[Page excerpt]
= Beginning of Section =

Following the impact
Author: Amy Juhnke
Author: Amy Juhnke
Even negative research findings can take new, exciting paths, Mark Hargrove and fellow researchers found. Though their research funded by the Signature Research Initiative showed no promise for helping animal cells survive during and after low oxygen conditions, the chemistry led them to new, potentially groundbreaking research in fertilizer production.
“This type of funding allows you to be more nimble in the directions that you take,” Hargrove said. “The ability to stop and say ‘this is our original applied idea, but the basic science says it needs to go here, this is where the impact is,’ I think that’s the way basic research has to be done.”
The Liberal Arts and Sciences Signature Research Initiative (SRI) was designed to encourage LAS faculty to develop and lead interdisciplinary, collaborative research projects with the goal of enhancing the international visibility and impact of LAS-led research and to increase the College’s sponsored research expenditures.
Hargrove, along with co-investigators Amy Andreotti, professor in the Roy J. Carver Department of Biochemistry, Biophysics and Molecular Biology; Jo Anne Powell-Coffman, professor and chair of the Department of Genetics, Development, and Cell Biology; and Robert Jernigan, professor in the Roy J. Carver Department of Biochemistry, Biophysics and Molecular Biology were investigating how plant cells can survive longer than animal cells without oxygen and whether plant methodologies could be used to enhance the ability of animal cells to survive in oxygen deprived states — important for stroke or heart attack treatment.

= End of Section =

[Exercise prompt]
Write the next part of the article on Mark Hargrove's research, picking up after its final sentence. The listing that comes next is not needed for this work.

[Data provided]
= Beginning of Section =

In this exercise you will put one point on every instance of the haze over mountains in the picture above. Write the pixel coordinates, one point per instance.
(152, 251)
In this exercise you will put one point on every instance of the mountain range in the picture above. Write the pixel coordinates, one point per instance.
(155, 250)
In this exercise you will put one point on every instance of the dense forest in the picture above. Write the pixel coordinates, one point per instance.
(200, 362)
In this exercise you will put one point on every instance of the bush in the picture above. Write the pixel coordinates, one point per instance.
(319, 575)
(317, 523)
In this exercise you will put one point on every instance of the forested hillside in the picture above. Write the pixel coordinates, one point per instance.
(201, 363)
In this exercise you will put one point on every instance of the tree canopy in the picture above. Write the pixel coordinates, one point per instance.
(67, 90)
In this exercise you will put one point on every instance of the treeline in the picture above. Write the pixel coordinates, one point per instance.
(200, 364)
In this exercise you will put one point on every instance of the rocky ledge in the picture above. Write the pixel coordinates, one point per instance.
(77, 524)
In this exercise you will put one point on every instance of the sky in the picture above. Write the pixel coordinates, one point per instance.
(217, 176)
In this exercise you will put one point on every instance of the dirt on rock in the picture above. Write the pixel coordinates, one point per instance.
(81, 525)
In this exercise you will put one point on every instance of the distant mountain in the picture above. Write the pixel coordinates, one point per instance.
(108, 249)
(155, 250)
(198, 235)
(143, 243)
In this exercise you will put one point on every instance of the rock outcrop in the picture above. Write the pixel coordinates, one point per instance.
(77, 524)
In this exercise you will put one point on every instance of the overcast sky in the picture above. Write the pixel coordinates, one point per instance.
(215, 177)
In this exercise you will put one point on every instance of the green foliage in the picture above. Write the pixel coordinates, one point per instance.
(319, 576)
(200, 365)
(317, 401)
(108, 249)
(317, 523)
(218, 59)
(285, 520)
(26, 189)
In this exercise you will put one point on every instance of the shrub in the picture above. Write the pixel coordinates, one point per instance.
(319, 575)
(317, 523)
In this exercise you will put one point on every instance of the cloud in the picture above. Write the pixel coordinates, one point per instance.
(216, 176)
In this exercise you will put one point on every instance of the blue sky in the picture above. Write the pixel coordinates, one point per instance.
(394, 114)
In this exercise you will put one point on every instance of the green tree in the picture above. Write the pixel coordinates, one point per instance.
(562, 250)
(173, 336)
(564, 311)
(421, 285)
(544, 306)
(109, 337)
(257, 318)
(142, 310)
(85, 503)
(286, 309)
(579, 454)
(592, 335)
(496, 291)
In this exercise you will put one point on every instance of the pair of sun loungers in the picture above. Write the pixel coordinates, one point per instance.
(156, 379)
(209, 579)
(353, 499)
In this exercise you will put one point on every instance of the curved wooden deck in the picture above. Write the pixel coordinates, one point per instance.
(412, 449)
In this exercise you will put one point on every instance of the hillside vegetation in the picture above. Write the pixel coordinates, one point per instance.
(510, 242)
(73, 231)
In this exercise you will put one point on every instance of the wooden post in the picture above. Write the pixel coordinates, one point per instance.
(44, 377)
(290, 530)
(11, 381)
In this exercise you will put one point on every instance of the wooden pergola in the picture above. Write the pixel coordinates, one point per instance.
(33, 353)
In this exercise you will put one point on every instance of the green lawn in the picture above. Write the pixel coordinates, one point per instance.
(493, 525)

= End of Section =

[Answer section]
Plant cells have an increased ability to survive long periods without oxygen, due to their ability to use plant hemoglobin to capture displaced electrons for specific chemical reactions. This reduces the production of toxic chemicals in the cell when oxygen, which is highly reactive, is reintroduced. Introducing plant hemoglobin into animal cells showed no benefit to the animal cells, but understanding the chemistry behind the plant hemoglobin led to interest in nitrogen fixation, the process by which nitrogen is made available to living organisms.
“It is probably the single most important industrial reaction that humans have developed in the last hundred or so years,” Hargove said.
The reaction converts dinitrogen, the form of nitrogen that is abundant in the atmosphere, to ammonia and other nitrogenous molecules that can be used for fertilizer. Discovery of this reaction in the early 1900’s created the green revolution, said Hargrove, allowing modern agricultural techniques to sustain a larger human population all over the world. However, the process takes a lot of energy and uses resources that are not sustainable. Due to this, there has been much recent interest in finding low energy alternatives, such as a biochemical mimic of this industrial reaction.
“What we were doing already that we thought was sort of esoteric chemistry was actually on the cutting edge of nitrogen fixation mimics,” Hargrove said. “If you look at what the chemists are trying to do, they would love to have some of the properties of the system we have working in their systems. So we just had to make that realization.”
The key factor that makes the reaction challenging is how unreactive nitrogen is, which is what Hargrove and his fellow researchers are working on now. Through modifying the structure of the protein, they are attempting to increase its reactivity with dinitrogen.
“Getting it started is the trick — that’s the hurdle that everybody faces in trying to do this,” Hargrove said. “If we can get it started our protein can do the rest of the steps of the reaction.”
This story is one of three updates on research projects awarded LAS Strategic Research Initiative funds in 2014.